*** Passage given

I'm normally a lurker but i have to comment. Did you go with the cheapest person you could find? This "roofer" has never used h/d or architectural shingles before i would hope. It appears he racked them out like a traditional 3 tab. Everything you need to know about installing the shingles are included in the instructions on the backside of the shingle bundle. I'm not even going to comment about the bad valleys. This roof will never look right or perform right. Additionally the gutters are totally wrong. It appears he nailed the hangers in below the gutter back and used box miters in corners. Thats what homeowners do when buying sections and pieces from big box stores. Pay him no more money and figure how to pay to replace everything when it fails. Manufacturers warranties are voided when improperly installed, that is always their favorite position.


----------



## federer (Aug 20, 2010)

wow i have to say i am not a roofer but there is no way that thing was installed correctly.


----------



## Slyfox (Jun 13, 2008)

The pipe flashing's and vents look acceptable to me, just ask them to cover the exposed nails with caulking, not roof cement but metal application caulking.

The ridge caps are obviously crooked, but that's an aesthetic issue not a mechanical issue, least not from what I see in that picture.

Ask about:
1. shingles lapped instead of butted.
2. shingles to loosely butted.
3. sloppy gable end detail, starter strip issue.
4. eave & gable overhang and drip edge/eave flashing.
5. eave end of valley/s, make sure they were started properly.

I'm sure others here will add to the list.

I wouldn't give final payment until your satisfied.
Good Luck.

P.S. Nothing I see in those pictures is beyond repair/non fixable,
unless you find rotted lumber in the sheathing, rafter ends or facia.


----------



## middle (Oct 22, 2011)

Thanks to all who have given me insight; I've learned a lot. Not really concerned about the crooked ridge either, just more important issues. My house is down off the road, so the roof does stand out more than a normal street level house would. I guess we are just going to have to deal with it now. I wanted more info so we could get the things that needed fixing done, so I appreciate the responses. I didn't expect perfect, but satisfactory.

I stuck my head into the attic & took a few pics; it's hard to get all the way into the attic in our house. It doesn't look good to my eye, but I don't know. Maybe it doesn't look as bad from the top -of course I have no way of knowing. I know for a fact that some areas on the edge are bad where I could lift the shingles up -my finger went right through a spot (last pic). It does make me wonder what else. They did replace some plywood, but don't know how they chose to replace some but not others. Hopefully others can learn something from this. We didn't babysit during the job as we assumed they were professionals, and didn't want to get in their way.

Thanks again; I don't know if I'll write again until after it's hopefully fixed, but will check back for helpful responses


----------



## gatorheel (Jul 12, 2011)

Hard to tell from the photos, but I would also check that the nails used to fasten the shingles to the decking completely penetrate the decking. The instructions for my shingles say that they should penetrate by at least 1/4". Here in FL, my roofers used 1" nails (since I'm in a 120+ MPH wind zone) and they penetrate WAY more than that.

******

Task list
(1) In the roofing forum thread, what kind of caulking does Slyfox say to use on the exposed nails?
(2) Carry on the roofing forum thread from its last sentence.

*** Listed records

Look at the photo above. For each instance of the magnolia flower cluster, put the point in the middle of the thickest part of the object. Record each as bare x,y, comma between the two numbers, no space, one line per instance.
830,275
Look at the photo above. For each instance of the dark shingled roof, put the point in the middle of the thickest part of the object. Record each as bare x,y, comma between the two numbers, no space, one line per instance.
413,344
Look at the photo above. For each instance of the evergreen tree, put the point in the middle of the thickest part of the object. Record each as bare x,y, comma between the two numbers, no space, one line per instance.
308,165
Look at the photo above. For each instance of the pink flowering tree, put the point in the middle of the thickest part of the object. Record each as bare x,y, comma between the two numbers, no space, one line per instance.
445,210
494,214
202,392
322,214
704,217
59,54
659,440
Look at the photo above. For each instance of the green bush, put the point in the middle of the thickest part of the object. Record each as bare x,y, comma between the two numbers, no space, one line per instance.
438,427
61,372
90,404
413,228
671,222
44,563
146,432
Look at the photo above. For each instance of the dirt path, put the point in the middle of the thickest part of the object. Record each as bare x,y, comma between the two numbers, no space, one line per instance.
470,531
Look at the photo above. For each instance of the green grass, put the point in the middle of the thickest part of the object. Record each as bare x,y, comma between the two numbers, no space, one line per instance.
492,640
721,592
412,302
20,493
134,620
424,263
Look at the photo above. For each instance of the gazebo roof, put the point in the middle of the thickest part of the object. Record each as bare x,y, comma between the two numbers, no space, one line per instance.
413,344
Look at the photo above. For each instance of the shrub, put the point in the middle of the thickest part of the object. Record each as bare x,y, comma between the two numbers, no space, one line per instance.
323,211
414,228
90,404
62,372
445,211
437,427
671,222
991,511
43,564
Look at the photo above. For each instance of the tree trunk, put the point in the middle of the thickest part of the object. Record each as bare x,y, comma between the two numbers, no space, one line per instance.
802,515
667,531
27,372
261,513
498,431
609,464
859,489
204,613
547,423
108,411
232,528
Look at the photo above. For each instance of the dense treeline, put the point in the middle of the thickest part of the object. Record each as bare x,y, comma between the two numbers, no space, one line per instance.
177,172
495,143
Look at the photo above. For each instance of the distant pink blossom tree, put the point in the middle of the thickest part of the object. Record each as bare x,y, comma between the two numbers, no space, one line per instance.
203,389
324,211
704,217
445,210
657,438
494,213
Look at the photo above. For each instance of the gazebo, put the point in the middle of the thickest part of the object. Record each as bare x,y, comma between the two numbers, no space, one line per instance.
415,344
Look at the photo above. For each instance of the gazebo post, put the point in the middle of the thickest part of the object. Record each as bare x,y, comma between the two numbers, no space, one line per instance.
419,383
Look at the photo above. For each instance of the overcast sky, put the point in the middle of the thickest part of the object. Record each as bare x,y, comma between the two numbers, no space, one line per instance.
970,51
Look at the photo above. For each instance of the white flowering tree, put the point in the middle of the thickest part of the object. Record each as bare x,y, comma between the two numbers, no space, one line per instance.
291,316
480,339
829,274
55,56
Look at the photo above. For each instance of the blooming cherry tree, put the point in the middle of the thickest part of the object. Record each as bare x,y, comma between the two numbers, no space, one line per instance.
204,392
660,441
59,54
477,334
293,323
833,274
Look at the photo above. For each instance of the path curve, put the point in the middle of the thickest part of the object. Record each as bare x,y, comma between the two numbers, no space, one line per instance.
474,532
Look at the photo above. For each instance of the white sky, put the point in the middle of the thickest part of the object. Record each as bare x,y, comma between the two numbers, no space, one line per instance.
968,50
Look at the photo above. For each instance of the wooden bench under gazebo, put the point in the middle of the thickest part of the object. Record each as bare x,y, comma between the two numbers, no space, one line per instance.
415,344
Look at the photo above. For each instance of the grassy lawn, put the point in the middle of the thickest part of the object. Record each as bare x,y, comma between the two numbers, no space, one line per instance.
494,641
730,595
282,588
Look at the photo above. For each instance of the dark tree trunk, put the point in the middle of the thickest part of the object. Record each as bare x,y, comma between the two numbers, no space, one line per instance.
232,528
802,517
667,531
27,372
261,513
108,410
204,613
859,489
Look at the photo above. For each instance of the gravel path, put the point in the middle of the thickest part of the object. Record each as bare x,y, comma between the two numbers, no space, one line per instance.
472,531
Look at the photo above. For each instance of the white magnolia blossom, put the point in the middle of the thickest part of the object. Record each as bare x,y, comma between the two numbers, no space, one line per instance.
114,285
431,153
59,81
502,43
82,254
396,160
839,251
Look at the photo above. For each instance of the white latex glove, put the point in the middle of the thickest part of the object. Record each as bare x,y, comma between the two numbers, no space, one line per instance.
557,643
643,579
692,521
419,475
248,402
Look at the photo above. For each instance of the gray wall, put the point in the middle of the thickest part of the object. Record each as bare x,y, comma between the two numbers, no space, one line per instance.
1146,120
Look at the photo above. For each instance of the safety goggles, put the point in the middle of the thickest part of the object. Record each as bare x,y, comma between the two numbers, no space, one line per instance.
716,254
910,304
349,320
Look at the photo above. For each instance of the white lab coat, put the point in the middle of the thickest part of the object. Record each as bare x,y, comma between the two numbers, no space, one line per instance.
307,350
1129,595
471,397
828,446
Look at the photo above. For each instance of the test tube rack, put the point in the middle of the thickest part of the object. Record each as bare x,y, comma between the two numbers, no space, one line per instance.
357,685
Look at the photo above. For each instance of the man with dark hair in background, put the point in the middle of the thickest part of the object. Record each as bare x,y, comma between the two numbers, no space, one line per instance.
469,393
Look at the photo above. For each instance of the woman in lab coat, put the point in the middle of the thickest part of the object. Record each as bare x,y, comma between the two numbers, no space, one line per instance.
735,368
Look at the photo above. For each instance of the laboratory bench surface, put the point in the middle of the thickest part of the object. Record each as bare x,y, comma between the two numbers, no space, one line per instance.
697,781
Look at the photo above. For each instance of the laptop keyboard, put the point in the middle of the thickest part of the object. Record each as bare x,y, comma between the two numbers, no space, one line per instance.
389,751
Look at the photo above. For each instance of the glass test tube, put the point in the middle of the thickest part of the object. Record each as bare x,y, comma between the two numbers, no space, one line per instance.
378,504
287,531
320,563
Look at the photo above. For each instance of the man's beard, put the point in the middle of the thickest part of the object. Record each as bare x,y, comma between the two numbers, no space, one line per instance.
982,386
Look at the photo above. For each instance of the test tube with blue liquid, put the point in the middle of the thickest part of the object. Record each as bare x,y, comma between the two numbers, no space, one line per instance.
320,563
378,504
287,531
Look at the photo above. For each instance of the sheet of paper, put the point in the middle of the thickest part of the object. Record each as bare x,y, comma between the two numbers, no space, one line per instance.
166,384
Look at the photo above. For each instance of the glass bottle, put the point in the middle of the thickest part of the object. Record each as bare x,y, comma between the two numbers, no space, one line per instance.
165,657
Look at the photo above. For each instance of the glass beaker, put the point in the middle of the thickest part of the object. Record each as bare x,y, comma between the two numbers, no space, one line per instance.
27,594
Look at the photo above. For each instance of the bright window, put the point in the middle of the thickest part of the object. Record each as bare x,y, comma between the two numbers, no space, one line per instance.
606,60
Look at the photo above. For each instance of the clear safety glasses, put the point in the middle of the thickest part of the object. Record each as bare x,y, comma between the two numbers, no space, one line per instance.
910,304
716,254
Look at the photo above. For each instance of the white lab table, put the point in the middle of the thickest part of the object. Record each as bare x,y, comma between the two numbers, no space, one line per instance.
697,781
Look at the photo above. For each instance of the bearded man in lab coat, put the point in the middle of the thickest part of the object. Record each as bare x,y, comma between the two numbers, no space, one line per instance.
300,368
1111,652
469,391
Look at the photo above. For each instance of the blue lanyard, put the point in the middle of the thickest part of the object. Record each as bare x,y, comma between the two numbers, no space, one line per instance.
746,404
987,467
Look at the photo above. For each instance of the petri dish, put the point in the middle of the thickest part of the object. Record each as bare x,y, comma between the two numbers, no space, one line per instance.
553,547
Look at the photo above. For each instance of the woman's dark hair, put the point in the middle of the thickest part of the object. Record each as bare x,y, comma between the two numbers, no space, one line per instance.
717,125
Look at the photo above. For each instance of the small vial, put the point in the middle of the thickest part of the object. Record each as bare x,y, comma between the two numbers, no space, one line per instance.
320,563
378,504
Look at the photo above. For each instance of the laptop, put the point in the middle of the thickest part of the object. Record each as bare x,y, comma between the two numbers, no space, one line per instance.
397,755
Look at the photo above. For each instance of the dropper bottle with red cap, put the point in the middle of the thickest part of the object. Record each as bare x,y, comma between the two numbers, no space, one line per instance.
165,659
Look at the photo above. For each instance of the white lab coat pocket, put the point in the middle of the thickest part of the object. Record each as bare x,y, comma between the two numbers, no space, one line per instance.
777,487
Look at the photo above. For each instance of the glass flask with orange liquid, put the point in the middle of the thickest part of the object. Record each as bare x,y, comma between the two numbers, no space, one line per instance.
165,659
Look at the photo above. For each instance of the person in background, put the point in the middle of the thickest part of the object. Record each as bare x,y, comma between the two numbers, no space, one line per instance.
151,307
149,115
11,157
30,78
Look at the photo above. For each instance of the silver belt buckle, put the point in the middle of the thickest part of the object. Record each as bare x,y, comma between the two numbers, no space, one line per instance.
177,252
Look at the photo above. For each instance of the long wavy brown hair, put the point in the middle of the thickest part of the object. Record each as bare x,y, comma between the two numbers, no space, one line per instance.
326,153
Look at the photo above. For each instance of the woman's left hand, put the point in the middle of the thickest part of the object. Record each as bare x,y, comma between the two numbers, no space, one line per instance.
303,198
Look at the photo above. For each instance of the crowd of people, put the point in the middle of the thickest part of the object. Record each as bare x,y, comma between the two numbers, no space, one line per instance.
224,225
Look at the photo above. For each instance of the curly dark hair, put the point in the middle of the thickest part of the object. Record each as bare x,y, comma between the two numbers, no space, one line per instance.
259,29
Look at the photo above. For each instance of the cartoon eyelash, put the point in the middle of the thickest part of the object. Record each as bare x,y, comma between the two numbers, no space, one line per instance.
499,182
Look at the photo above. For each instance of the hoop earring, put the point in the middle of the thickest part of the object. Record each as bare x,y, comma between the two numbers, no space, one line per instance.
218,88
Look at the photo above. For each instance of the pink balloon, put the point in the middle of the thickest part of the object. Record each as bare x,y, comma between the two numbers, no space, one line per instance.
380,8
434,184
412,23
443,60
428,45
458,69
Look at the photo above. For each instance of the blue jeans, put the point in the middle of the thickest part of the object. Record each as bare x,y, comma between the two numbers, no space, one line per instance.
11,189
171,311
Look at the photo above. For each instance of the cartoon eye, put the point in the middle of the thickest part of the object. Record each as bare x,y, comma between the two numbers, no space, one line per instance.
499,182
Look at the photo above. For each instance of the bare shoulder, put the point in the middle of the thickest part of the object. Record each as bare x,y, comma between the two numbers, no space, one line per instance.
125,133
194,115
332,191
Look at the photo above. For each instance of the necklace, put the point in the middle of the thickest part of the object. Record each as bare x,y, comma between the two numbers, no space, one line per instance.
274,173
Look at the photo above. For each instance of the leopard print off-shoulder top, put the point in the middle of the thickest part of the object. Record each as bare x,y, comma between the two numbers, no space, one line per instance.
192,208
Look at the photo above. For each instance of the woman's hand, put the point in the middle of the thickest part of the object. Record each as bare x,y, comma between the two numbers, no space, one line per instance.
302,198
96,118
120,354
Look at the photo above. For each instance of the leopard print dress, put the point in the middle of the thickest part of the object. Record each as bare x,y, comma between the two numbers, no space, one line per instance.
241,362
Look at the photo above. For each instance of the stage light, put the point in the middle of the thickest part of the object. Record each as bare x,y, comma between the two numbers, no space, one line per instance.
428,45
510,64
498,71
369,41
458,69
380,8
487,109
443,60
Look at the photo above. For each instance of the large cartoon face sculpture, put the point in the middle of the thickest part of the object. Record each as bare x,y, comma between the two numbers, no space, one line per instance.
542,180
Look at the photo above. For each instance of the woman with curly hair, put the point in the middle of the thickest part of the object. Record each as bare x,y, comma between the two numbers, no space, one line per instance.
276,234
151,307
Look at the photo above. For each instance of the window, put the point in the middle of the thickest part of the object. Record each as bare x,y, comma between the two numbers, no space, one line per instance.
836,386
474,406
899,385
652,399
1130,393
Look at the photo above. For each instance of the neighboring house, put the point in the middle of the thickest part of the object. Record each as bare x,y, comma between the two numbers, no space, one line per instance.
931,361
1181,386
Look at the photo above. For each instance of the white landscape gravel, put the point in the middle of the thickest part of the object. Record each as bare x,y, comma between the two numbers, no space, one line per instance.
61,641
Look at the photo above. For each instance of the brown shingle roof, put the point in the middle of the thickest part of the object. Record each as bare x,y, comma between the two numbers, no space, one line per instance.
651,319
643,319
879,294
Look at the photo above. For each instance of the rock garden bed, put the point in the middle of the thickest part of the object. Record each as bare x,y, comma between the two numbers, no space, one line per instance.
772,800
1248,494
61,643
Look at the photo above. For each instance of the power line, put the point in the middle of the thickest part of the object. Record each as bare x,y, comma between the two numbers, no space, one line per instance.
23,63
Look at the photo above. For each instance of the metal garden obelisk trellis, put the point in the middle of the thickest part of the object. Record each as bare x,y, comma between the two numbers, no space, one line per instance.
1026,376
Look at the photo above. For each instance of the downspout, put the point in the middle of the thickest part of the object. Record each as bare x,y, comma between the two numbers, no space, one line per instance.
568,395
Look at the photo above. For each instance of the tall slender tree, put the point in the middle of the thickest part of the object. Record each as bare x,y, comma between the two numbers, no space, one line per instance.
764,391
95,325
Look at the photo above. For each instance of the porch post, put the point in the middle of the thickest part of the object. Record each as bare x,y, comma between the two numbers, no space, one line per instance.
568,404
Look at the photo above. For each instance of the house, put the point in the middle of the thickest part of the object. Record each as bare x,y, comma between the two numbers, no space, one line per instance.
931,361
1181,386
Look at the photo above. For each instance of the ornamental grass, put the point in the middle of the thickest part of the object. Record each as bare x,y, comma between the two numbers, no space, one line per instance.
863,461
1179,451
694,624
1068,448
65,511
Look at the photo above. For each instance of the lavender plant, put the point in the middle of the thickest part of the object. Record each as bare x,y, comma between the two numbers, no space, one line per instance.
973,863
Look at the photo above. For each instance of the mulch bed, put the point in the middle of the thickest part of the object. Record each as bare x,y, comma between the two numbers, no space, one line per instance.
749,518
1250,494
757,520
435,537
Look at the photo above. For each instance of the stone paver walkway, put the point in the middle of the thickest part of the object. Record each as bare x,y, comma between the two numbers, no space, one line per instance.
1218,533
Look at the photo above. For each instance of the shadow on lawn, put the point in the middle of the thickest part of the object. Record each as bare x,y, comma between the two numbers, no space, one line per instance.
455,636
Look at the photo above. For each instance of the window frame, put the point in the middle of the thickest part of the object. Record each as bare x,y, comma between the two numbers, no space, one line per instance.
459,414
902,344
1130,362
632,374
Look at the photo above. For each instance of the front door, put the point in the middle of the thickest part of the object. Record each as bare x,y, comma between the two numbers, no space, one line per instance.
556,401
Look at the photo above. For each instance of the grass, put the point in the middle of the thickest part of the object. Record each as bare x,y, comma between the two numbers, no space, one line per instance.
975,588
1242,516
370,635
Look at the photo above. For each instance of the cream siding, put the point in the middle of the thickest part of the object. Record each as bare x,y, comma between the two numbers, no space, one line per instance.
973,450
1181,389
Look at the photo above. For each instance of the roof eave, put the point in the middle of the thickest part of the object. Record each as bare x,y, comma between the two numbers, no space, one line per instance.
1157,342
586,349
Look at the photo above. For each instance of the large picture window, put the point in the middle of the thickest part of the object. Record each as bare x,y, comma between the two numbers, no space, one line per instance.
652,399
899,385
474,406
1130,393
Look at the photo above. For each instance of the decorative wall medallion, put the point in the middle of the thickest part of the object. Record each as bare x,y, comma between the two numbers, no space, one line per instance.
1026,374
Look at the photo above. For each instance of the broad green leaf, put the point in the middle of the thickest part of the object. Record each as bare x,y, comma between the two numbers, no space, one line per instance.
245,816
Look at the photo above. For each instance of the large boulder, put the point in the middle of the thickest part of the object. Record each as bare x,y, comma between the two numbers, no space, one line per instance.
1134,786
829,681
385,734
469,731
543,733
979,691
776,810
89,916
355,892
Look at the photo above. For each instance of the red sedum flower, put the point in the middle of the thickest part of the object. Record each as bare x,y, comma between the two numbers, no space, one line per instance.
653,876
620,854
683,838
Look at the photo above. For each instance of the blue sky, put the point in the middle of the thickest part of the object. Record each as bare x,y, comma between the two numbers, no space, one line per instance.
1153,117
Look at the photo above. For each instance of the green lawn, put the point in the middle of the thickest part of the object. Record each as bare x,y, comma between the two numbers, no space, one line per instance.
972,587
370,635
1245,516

******

Exercise results
(1) Metal application caulking, not roof cement.

(2)
Matt


----------



## RickyBobby (Nov 19, 2009)

To go along with gator, maybe it's just the picture, but I would've expected to see way more nails poking through the sheathing.

I don't even really see any around the vents. Makes me wonder how many were put in per shingle.


----------



## MJW (Feb 7, 2006)

I think the thread needs a new title like "Roof done by a HACK, major problems".

If nothing else, make sure this guy doesn't do any more roofs.


----------



## Roofster (Jun 6, 2011)

It is a little hard to tell with those photos but I agree with the above posts, it does not look like very many nails through the plywood. Do you know how many nails were used per shingle?


----------



## rossfingal (Mar 20, 2011)

People: please read the entire thread -
See what "Sly", "kwik." and myself have said! 
(And others!)

RF


----------



## Ron6519 (Mar 28, 2007)

Was this roof put over other roof layers?
Hard to believe this was put on a flat substrate


----------



## Roofmaster417 (Jun 9, 2010)

It is posts like these that really annoy me.I could spend alot of time explaining what I feel is wrong.

But everyone else has covered my views and thoughts.And if I may add,,, quite well,,,

Except for one that is,,,LEGAL PROCEEDINGS.

Pay nothing more for this poor excuse of a professional installation.

Tell this joker to install the roof in a workmanlike manner according to standards that comply with local building codes and manufacture specifications or find someone competent who can.


----------



## Roofmaster417 (Jun 9, 2010)

gatorheel; Here in FL said:


> I understand your point but 1" nails alone won't put you into the 120mph category.
> 
> Archs require minimum 1" 1/4",,,the velocity compliance begins with required length and the number of fasteners need to achieve the ability to with stand those winds.Not trying to go off topic but shingles can handle straightline winds and gusts but handling sustained high velocity winds for extended periods is not reality.


----------



## gatorheel (Jul 12, 2011)

Roofmaster417 said:


> I understand your point but 1" nails alone won't put you into the 120mph category.
> 
> Archs require minimum 1" 1/4",,,the velocity compliance begins with required length and the number of fasteners need to achieve the ability to with stand those winds.Not trying to go off topic but shingles can handle straightline winds and gusts but handling sustained high velocity winds for extended periods is not reality.


You're right, I should have put > 1". Either way, they're clearly and significantly penetrating the decking. Agree on shingles withstanding sustained winds too-- not sure if it was required by code, but we made sure our install included peel-and-stick underlayment. The only way that's going anywhere is if our whole roof peels off (which, since it's a 1910 gable roof w/o retrofits, isn't that unlikely unfortunately).

Matt


----------



## gwhite (Nov 2, 2011)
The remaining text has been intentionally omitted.